Start of DATA SUPPLIED
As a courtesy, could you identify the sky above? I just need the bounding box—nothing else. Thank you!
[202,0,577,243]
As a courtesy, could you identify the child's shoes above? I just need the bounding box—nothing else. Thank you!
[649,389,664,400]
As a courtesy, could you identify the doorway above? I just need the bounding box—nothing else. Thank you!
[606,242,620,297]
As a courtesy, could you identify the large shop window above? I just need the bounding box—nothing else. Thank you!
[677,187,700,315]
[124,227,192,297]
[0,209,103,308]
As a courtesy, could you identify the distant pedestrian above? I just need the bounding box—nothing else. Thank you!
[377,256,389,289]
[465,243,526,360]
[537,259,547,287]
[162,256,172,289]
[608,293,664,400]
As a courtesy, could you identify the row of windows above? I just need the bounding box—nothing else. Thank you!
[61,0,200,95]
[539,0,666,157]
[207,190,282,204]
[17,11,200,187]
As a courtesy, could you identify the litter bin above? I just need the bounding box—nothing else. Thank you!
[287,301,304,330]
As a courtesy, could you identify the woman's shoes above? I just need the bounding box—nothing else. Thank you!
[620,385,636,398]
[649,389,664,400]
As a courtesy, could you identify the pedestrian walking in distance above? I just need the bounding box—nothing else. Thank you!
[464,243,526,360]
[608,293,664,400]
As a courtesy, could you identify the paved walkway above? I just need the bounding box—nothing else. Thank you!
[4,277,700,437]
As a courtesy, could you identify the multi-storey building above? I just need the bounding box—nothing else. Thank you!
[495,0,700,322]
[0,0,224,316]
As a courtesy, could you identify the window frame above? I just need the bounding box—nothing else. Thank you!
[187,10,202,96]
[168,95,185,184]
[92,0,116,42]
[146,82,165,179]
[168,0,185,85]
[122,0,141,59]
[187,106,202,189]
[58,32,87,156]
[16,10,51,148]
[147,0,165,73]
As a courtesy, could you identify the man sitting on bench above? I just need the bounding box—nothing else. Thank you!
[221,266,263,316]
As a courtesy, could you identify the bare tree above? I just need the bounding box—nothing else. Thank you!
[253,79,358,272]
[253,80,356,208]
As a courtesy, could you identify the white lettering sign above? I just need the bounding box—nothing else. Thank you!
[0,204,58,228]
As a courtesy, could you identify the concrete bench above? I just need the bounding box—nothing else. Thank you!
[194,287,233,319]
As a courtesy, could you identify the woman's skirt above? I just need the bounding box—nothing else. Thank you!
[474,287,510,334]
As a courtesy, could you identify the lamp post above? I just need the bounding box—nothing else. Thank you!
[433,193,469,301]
End of DATA SUPPLIED
GIVEN REQUEST: Express the records above as a Markdown table with two columns, Row and Line. Give each line its own row, numbered in order, and leave out any blank lines.

ANSWER TO THIS PROBLEM:
| Row | Line |
|---|---|
| 1 | As a courtesy, could you identify the sky above? I just need the bounding box—nothing else. Thank you! |
| 2 | [202,0,577,243] |
| 3 | As a courtesy, could you identify the child's shoes above? I just need the bounding box—nothing else. Thank you! |
| 4 | [649,389,664,400] |
| 5 | As a courtesy, could you identify the doorway above? I just need the bounding box—nothing else. Thank you! |
| 6 | [606,242,620,297] |
| 7 | As a courtesy, could you identify the large shop window above? I just need the bounding box—nothing else. Thank you! |
| 8 | [677,187,700,315] |
| 9 | [124,227,192,297] |
| 10 | [0,209,103,308] |
| 11 | As a courtesy, could you identify the distant pedestrian above? I just need the bounding box—nothing else. Thank you! |
| 12 | [377,256,389,289] |
| 13 | [465,243,526,360] |
| 14 | [537,259,547,287] |
| 15 | [162,256,172,289] |
| 16 | [608,293,664,400] |
| 17 | As a courtesy, could you identify the row of windows above? I just need the bounding box—nothing else. Thank you! |
| 18 | [61,0,200,95] |
| 19 | [539,0,666,157] |
| 20 | [207,190,282,204] |
| 21 | [17,11,200,187] |
| 22 | As a courtesy, could you identify the litter bin above? I just need the bounding box—nothing else. Thank you! |
| 23 | [287,301,304,330] |
| 24 | As a courtesy, could you identify the woman's shoes above? I just need the bounding box—nothing else. Thank you! |
| 25 | [620,385,636,398] |
| 26 | [649,389,664,400] |
| 27 | As a courtesy, could you identify the pedestrian walking in distance above? I just need the bounding box—nothing else. Thank you! |
| 28 | [464,243,526,360] |
| 29 | [608,293,664,400] |
| 30 | As a courtesy, could you identify the paved walkway above? I just need the bounding box—nothing else. Thank you! |
| 31 | [4,277,700,437] |
| 32 | As a courtesy, could you identify the multi-storey building above? I just need the bounding box—nothing else. Thank you! |
| 33 | [495,0,700,322] |
| 34 | [0,0,224,316] |
| 35 | As a courtesy, could you identify the window frame above? I just need the bounding box—nothing else. Thank you! |
| 36 | [187,10,202,96] |
| 37 | [168,95,185,184] |
| 38 | [92,0,116,42] |
| 39 | [146,82,165,179] |
| 40 | [168,0,185,85] |
| 41 | [122,0,141,59] |
| 42 | [187,106,202,189] |
| 43 | [58,32,87,156] |
| 44 | [16,10,51,148] |
| 45 | [147,0,165,73] |
| 46 | As a courtesy, could you identify the man sitting on bench above? I just need the bounding box—nothing else. Thank you! |
| 47 | [221,266,263,316] |
| 48 | As a courtesy, could you identify the bare tree above? I just need the bounding box—nothing else. Thank you! |
| 49 | [253,79,358,272] |
| 50 | [253,80,356,208] |
| 51 | As a courtesy, could you identify the white lettering sign above? I just need the bounding box—nothing else. Thank you! |
| 52 | [0,204,58,228] |
| 53 | As a courtesy, could you identify the concrete bench above? I just need the bounding box—nothing else. Thank you! |
| 54 | [194,287,233,319] |
| 55 | As a courtesy, could you identify the woman's skirt above? I just need the bounding box—nothing else. Thank you! |
| 56 | [474,287,510,334] |
| 57 | As a courtesy, could you identify the lamp post above? I just need the bounding box—nothing else. Thank you! |
| 58 | [433,193,469,301] |